→ Excerpted text
Google Cloud Storage (GCS, a cloud object storage service) buckets are used to store the ad tech's proprietary code modules that are required for Bidding and Auction services. The Bidding and Auction services communicate with GCS via a Private Service Connect endpoint to fetch the code modules. Each bucket must be configured to allow READ access to the GCE host IAM role. Due to relaxed code module fetch latency requirements, the ad tech can host its code in a GCS bucket in a single region if desired.
We will provide Terraform configurations for the Bidding and Auction services. Terraform is used to describe the cloud resource composition (via Infrastructure as Code that is required for a fully-functional bidding and auction system and the provided Terraform configurations can be modified by the ad tech with no limitations. In fact, the Bidding and Auction services are configured via Terraform, so it is expected that the ad tech interacts with Terraform throughout the deployment process.
This section documents the packaging and deployment process for the Bidding and Auction services. The goal is for technical users to gain an understanding of how to deploy a functioning cloud environment with the service(s) of their choice. After the Bidding and Auction services code is open sourced, much more detail will be added to this section so that it can serve as a complete how-to guide.
In order to create a functioning service in GCP, there are two major steps:
- Packaging: The creation of the Docker image containing the service's code.
- Deployment: Running Terraform to bring up the individual cloud components, including the image from step 1.
Use a Linux-based operating system to follow these instructions. Other systems have not been tested.
- Install
git
. - Download the source code from the Github repository.
- Run
git submodule update --init
.
This command and all suggested commands in this document should be run from the project root directory.
- Install Docker, which is required to:
- Build the code. NOTE: the code relies on the Bazel build system which is included in the default Docker images used by the build scripts.
- Build the production images with attestable hashes.
- Run tests and binaries locally.
To verify that Docker is installed and runs, try building the code using one of the tools installed by Docker. Running builders/tools/bazel-debian info workspace should return an output of the Bazel workspace location. Make sure that bazel info workspace and bazel-debian info workspace have different outputs, or your local builds will conflict with the packaging toolchain.
- Create a symbolic link that points to your python3 installation from /opt/bin/python3.
- Install gcloud and initialize your environment.
After installing the prerequisites, you should be able to test the server. To run the server locally:
- Run
builders/tools/bazel-debian build
to build each server. - Start the server with the artifact returned by Bazel.
- Test the server following these steps.
- Optional: Run the built binary with the
--helpfull
flag to inspect the required flags.

→ Complete the following
(a) According to the Bidding and Auction deployment text, what are all the things Docker is required for?
(b) Return the passage of the Bidding and Auction deployment text starting with "This command and" and going on through "installation from /opt/bin/python3.", word for word.
(c) Take the Bidding and Auction deployment text further from the point where it stops.

→ Information provided
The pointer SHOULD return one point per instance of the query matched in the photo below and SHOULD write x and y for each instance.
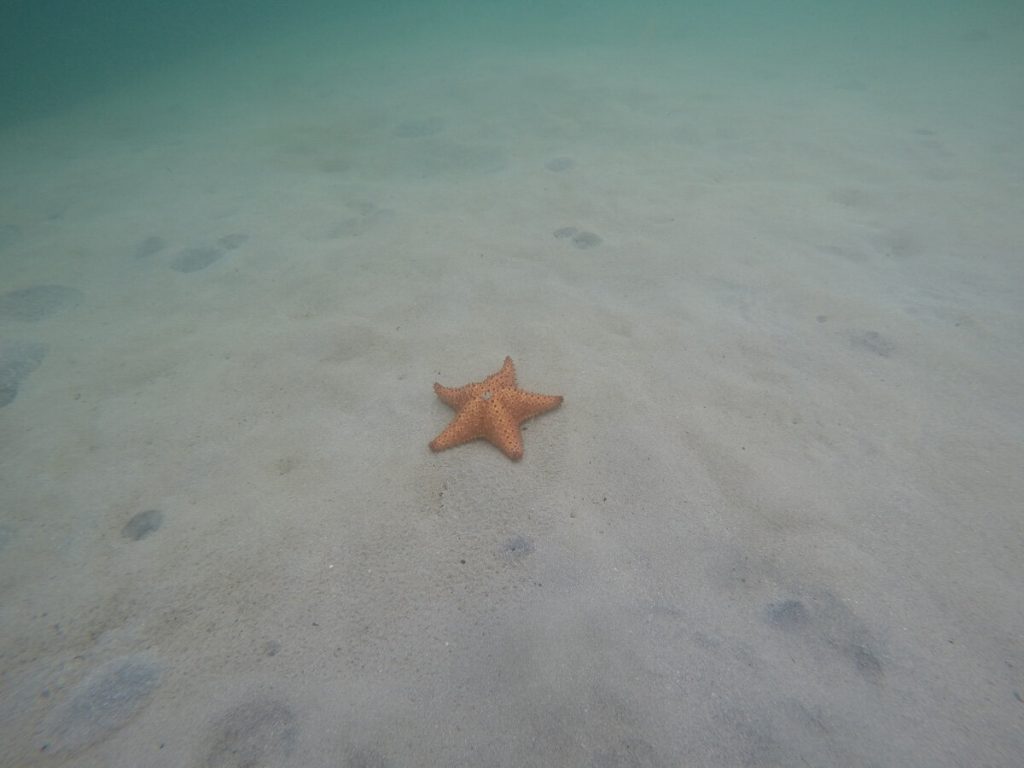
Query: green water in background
(54, 53)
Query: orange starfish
(493, 409)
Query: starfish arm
(504, 379)
(522, 406)
(466, 426)
(503, 431)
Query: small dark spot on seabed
(142, 523)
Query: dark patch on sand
(559, 165)
(580, 239)
(142, 523)
(419, 128)
(232, 241)
(37, 302)
(194, 259)
(101, 704)
(263, 732)
(872, 341)
(517, 547)
(17, 359)
(152, 245)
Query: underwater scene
(511, 384)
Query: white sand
(777, 520)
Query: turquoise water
(768, 252)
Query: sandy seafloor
(777, 520)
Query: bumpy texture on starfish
(493, 409)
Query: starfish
(493, 409)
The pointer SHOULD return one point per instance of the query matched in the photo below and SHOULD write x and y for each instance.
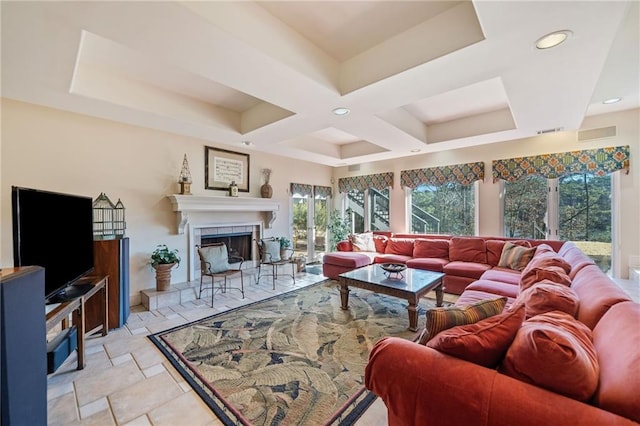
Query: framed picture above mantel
(221, 167)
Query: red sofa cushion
(380, 241)
(403, 246)
(494, 287)
(468, 249)
(484, 342)
(431, 248)
(554, 351)
(597, 294)
(428, 263)
(391, 258)
(466, 269)
(616, 340)
(546, 296)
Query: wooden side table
(75, 307)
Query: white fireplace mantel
(185, 204)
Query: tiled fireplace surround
(208, 216)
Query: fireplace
(237, 244)
(238, 237)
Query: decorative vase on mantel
(266, 191)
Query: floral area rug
(294, 359)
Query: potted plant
(285, 248)
(162, 260)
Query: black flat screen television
(55, 231)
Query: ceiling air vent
(602, 132)
(555, 129)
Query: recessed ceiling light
(553, 39)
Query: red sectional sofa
(573, 355)
(462, 259)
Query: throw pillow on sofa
(552, 273)
(515, 256)
(546, 296)
(439, 319)
(484, 342)
(363, 242)
(554, 351)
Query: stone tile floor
(127, 381)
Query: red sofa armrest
(344, 245)
(420, 385)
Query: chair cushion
(439, 319)
(270, 251)
(484, 342)
(216, 257)
(515, 256)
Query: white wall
(488, 203)
(54, 150)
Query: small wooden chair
(215, 263)
(269, 253)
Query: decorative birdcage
(119, 224)
(108, 219)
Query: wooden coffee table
(411, 285)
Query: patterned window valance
(302, 189)
(322, 191)
(380, 181)
(599, 162)
(464, 174)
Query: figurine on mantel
(265, 190)
(233, 189)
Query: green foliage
(445, 209)
(284, 242)
(339, 228)
(163, 255)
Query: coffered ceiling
(418, 76)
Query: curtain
(464, 174)
(380, 181)
(322, 191)
(599, 162)
(302, 189)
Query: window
(369, 209)
(574, 208)
(443, 209)
(525, 208)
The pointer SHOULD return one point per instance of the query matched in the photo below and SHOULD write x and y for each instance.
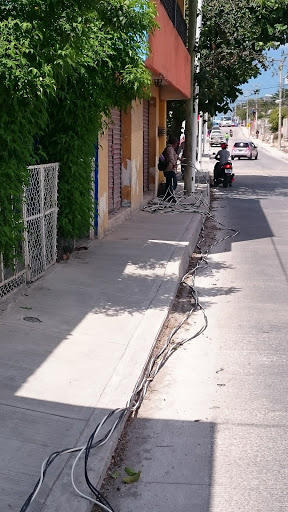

→ Answers to the problems
(a)
- Building the code
- Building the production images with attestable hashes
- Running tests and binaries locally

(b)
This command and all suggested commands in this document should be run from the project root directory.
- Install Docker, which is required to:
- Build the code. NOTE: the code relies on the Bazel build system which is included in the default Docker images used by the build scripts.
- Build the production images with attestable hashes.
- Run tests and binaries locally.
To verify that Docker is installed and runs, try building the code using one of the tools installed by Docker. Running builders/tools/bazel-debian info workspace should return an output of the Bazel workspace location. Make sure that bazel info workspace and bazel-debian info workspace have different outputs, or your local builds will conflict with the packaging toolchain.
- Create a symbolic link that points to your python3 installation from /opt/bin/python3.

(c)
Startup Scripts
The scripts in tools/debug/start_*
contain example startup commands and can be run directly. See the README for more detail.
- Create a billable project. This may belong to an organization but can also be standalone. All work will proceed within a single project.
- Register a domain name via Cloud Domains. Both seller and buyer services require a dedicated domain.
- In your project, create an Artifact Registry repository, then authenticate your account. You will build and upload the docker images used for testing.
- Install Terraform and follow the remainder of the project setup using Terraform.
The file config.bzl
presents a flag for non_prod (non-attestable) builds, non_prod_build
. You may modify the value of the GLOG_v
key to increase your log level for more verbose logs.
To build a seller front end service, you may want to modify the envoy.yaml
configuration file to expose whichever ports you need via the socket_address
fields. The gRPC_cluster
port must match the port passed via the <Service>_PORT
flag.
Buy-side ad techs only need to deploy the Buyer Front-End service and the Bidding service in production, while sell-side ad techs only need to deploy the Seller Front-end Server and the Auction Server. However, when testing, ad techs may want to deploy all of the servers to better understand the message flows and structures.
To deploy to GCP for testing, we suggest building a docker image for each service. A script to do so can be found at:
production/packaging/build_and_test_all_in_docker
This script takes flags to specify which service and which region to build. For example:
production/packaging/build_and_test_all_in_docker --service-path <SERVICE_NAME>_service --instance gcp --platform gcp --gcp-image-tag <DEPLOYMENT ENVIRONMENT> --gcp-image-repo <REGION>-docker.pkg.dev/<PROJECT_ID>/<REPO_NAME> --build-flavor <prod (for attestation) or non_prod (for debug logging)> --no-tests --no-precommit
Note:
- Switch
prod
tonon_prod
for a debugging build that turns on all vlog.<DEPLOYMENT ENVIRONMENT>
must matchenvironment
in the terraform deployment (see Step 2).
The script uploads the service (configured via the service-path
flag) docker image (tagged with the gcp-image-tag
flag) to the Artifact Registry repository provided by the gcp-image-repo
flag. The GCE managed instance group template Terraform resources then take as input an image path, which you can provide via a string of the following format: <gcp-image-repo>/<service-path>:<gcp-image-tag>
.
Install Terraform, following these instructions.
The Terraform lies across three main folders within the production/deploy/gcp/terraform
directory:
.
├── environment
│ └── demo
├── modules
│ ├── buyer
│ └── seller
└── services
├── autoscaling
├── load_balancing
├── networking
└── security
This directory contains all of the individual components of a full stack: networking, load balancing, etc..
This directory contains the seller and buyer modules, which compose the objects found in services/
and apply defaults. Take note of the variable descriptions and defaults.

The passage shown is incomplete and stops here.